- _PASSAGE TO READ_:
Chapter One: Tension In Preaching

DAVID FLEER AND DAVE BLAND


Tensions persist in preaching today. Preacher and congregation feel these tensions every Sunday morning when the minister lays out notes, opens the Bible, and announces the sermon’s text. One tension remains fixed in the mind of the preacher and in the hearts of the listeners. The pre acher’s desire for sermons to faithfully reflect the message of biblical texts stands at odds with the congregation’s pleas for self-help homilies that address her most pressing personal problems. Another tension resides in the audience feeling the need to hear sermons that reflect the “old paths” which strain the preacher’s understanding of what the “good news” really entails. Even within the reflective preacher’s mind, the conflict between what the Bible appears to say and what the meaning is for the congregation creates a holy tremble for this one who claims to speak for God. The strain not only pulls preacher from congregation but creates tension among competing camps within the church. These tensions are maintained, in part, by our understanding of how the Bible is supposed to function in the sermon.

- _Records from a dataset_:
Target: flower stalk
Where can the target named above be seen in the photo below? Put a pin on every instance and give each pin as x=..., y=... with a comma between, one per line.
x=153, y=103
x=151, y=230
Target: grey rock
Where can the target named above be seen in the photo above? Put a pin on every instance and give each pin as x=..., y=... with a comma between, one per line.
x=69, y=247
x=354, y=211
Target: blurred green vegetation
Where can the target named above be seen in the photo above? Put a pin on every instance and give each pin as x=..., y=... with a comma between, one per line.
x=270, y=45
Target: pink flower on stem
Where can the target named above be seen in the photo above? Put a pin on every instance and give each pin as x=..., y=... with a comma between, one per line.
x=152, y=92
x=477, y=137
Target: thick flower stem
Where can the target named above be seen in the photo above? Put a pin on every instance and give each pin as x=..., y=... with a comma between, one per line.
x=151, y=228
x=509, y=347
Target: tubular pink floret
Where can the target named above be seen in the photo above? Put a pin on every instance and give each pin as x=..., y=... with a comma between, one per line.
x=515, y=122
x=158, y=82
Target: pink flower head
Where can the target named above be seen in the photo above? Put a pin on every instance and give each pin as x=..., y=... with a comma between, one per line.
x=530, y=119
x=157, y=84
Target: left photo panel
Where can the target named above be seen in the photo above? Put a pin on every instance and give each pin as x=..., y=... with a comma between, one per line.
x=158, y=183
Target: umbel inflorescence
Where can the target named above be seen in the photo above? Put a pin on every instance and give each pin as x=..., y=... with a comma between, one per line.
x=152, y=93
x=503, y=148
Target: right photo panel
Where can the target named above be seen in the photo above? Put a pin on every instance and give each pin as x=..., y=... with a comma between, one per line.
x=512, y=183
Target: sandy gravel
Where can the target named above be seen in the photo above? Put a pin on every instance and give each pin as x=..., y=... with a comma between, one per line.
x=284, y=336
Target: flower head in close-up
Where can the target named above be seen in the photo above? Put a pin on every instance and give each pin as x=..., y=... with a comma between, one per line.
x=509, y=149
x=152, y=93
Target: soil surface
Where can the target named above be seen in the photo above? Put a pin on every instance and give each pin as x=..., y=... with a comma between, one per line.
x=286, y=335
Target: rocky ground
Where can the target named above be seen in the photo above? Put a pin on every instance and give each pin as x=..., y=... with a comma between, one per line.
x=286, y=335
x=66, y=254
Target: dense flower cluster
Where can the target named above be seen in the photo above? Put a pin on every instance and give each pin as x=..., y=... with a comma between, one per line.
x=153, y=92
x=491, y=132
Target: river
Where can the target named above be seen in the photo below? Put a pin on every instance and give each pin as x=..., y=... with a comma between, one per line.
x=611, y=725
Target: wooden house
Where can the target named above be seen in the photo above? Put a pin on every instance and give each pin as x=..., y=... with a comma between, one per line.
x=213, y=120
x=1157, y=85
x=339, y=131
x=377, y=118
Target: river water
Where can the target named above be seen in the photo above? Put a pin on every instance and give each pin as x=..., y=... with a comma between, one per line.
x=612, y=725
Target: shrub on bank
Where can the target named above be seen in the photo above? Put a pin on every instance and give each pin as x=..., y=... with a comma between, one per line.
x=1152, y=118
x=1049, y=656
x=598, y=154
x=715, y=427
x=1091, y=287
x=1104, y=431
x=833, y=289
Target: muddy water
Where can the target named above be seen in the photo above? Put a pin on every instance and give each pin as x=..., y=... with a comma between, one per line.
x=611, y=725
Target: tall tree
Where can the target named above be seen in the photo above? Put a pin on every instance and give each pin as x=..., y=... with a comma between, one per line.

- _GOALS_:
• A. Shorten the paragraph starting "Tensions persist in preaching today" from the passage on tension in preaching into a short bulleted list that keeps its main points.
• B. According to the passage on tension in preaching, what partly keeps these tensions in place?
These records are separate from the passage on tension in preaching and unrelated to it.

- _PER-TASK ANSWERS_:
• A.
- Preacher and congregation feel tensions in preaching every Sunday.
- The preacher wants sermons to faithfully reflect biblical texts, while the congregation asks for self-help homilies about pressing personal problems.
- The audience's wish to hear the "old paths" strains the preacher's understanding of what the "good news" really entails.
- In the reflective preacher's mind, the gap between what the Bible appears to say and what it means for the congregation creates a "holy tremble."
- The strain pulls preacher from congregation and sets competing camps within the church against each other.
- These tensions are kept alive partly by our understanding of how the Bible is supposed to function in the sermon.

• B. Our understanding of how the Bible is supposed to function in the sermon.